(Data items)
------------------------------------------------------------------------

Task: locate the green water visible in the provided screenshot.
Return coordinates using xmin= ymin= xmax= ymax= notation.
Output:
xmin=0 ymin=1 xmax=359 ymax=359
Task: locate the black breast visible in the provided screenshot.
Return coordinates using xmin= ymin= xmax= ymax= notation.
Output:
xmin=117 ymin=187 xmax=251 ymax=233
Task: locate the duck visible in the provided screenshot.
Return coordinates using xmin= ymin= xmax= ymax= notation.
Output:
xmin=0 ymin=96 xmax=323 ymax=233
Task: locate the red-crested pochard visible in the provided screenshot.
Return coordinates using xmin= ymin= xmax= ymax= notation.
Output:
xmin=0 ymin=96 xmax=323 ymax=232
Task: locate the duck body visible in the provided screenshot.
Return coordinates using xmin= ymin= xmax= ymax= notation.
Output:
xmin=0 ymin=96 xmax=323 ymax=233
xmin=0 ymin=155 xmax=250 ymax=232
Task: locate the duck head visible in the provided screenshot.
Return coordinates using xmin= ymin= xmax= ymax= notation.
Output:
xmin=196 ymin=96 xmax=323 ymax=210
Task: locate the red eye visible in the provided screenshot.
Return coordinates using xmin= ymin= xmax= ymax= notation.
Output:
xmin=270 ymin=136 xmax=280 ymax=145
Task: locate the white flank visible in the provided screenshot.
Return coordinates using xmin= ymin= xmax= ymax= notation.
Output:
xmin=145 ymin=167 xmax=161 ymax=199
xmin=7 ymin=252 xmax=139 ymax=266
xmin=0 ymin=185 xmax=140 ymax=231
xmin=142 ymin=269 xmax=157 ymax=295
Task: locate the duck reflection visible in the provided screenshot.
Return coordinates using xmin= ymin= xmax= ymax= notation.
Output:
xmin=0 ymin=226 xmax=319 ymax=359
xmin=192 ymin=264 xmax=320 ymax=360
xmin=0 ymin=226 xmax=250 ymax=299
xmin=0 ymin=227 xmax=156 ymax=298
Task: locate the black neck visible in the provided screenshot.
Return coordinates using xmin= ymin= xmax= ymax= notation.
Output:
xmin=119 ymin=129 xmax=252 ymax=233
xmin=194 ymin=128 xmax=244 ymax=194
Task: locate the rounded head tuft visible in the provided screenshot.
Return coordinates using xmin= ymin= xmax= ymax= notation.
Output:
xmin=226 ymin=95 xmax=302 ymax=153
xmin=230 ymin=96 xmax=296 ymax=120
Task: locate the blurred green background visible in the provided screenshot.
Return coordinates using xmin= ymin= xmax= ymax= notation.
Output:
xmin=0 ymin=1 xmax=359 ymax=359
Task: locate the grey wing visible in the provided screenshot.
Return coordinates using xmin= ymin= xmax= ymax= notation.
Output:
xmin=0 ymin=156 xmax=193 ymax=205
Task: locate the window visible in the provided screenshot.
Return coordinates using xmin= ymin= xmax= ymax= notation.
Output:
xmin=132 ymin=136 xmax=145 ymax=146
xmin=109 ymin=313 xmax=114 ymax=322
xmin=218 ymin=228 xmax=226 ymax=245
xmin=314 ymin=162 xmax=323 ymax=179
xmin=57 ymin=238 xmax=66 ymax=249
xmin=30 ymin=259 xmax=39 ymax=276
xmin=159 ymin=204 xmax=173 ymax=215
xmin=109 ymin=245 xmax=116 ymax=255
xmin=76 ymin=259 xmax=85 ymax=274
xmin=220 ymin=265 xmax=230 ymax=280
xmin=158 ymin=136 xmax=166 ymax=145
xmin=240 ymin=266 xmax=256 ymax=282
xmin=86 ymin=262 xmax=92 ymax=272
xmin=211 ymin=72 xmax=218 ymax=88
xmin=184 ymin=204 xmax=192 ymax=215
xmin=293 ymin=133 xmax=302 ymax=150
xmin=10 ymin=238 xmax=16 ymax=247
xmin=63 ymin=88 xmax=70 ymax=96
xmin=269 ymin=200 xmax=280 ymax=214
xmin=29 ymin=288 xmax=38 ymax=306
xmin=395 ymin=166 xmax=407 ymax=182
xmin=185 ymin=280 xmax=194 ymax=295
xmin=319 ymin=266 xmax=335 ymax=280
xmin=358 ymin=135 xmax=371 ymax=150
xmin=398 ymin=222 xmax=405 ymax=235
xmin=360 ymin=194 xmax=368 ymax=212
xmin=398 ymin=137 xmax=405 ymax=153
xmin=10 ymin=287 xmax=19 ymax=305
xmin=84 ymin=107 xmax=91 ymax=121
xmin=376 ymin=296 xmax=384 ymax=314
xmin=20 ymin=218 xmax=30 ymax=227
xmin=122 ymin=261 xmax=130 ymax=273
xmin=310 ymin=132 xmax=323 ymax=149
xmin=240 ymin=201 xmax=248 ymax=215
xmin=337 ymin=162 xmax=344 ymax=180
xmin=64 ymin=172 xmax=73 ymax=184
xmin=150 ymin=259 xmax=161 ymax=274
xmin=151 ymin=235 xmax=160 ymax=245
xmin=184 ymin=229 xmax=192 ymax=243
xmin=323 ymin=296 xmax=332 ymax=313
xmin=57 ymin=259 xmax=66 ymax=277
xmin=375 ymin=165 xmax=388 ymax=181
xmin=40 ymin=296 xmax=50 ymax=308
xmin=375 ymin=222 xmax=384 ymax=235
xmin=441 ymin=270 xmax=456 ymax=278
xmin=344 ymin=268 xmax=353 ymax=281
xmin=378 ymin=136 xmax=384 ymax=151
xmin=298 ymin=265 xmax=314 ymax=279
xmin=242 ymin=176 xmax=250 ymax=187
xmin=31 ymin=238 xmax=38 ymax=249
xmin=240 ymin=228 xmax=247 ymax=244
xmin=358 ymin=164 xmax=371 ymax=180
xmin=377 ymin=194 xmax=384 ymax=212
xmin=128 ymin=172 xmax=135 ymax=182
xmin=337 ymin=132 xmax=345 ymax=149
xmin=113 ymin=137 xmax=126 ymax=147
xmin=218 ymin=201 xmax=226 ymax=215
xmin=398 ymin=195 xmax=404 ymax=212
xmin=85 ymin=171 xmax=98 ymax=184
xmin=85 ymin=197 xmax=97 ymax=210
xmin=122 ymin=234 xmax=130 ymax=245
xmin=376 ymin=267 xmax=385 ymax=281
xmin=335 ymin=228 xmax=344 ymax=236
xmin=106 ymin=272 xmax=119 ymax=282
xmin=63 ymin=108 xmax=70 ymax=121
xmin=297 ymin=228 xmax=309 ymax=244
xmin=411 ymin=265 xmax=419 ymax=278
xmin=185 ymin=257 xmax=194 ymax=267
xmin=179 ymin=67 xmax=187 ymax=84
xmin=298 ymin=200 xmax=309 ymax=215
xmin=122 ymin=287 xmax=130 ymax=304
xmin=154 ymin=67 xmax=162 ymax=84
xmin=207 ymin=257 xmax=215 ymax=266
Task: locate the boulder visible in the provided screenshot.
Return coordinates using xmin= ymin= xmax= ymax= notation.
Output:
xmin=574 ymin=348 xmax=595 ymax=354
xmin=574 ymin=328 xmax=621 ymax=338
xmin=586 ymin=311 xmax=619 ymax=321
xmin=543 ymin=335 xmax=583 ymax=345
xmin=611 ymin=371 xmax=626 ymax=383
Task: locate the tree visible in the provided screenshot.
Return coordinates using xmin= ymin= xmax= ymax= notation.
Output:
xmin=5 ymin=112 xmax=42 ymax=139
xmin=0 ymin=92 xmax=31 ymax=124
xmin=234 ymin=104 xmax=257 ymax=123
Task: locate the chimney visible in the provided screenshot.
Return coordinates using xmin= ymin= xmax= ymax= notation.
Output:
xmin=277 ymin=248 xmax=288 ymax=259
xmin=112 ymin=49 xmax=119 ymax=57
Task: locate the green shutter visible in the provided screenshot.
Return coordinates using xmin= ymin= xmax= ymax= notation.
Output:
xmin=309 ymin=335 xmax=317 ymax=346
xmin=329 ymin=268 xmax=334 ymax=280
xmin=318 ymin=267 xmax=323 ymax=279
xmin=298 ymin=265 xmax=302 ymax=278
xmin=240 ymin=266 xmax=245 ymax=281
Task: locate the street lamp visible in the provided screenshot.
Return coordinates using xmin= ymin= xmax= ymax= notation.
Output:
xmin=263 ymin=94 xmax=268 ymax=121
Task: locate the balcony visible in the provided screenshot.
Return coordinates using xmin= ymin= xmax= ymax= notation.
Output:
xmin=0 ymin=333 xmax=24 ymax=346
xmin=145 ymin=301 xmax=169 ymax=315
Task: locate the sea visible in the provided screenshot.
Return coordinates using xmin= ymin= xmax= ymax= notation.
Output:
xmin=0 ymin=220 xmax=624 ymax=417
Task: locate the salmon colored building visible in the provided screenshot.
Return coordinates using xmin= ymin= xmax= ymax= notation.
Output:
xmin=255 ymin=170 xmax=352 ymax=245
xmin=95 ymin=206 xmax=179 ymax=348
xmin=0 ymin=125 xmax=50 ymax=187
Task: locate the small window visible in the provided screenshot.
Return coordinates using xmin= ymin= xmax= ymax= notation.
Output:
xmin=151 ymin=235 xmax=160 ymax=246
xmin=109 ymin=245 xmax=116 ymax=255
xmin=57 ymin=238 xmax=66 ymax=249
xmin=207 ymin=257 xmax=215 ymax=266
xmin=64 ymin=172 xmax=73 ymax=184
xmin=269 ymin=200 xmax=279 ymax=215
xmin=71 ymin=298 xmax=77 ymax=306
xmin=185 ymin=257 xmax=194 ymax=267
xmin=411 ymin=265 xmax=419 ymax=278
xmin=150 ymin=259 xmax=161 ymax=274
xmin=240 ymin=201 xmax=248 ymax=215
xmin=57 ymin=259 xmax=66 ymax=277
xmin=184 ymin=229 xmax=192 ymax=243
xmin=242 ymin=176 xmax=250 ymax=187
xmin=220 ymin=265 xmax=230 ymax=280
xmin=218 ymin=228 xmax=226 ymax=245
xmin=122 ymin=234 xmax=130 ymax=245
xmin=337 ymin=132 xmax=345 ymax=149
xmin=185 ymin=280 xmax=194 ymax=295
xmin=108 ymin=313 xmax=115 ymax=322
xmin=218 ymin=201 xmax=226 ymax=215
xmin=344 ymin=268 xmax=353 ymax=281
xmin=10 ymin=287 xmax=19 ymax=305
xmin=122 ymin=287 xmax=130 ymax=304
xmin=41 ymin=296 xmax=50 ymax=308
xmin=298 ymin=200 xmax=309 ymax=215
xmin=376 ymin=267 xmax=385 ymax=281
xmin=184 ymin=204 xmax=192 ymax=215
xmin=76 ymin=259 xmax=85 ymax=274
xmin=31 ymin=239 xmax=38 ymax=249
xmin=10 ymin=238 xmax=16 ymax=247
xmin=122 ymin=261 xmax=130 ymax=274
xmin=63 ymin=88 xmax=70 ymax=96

------------------------------------------------------------------------

▶ INSTRUCTIONS TO FOLLOW
What is needed is each line of the entries that contains the word "black".

▶ EXERCISE RESULT
Task: locate the black breast visible in the provided screenshot.
Task: locate the black neck visible in the provided screenshot.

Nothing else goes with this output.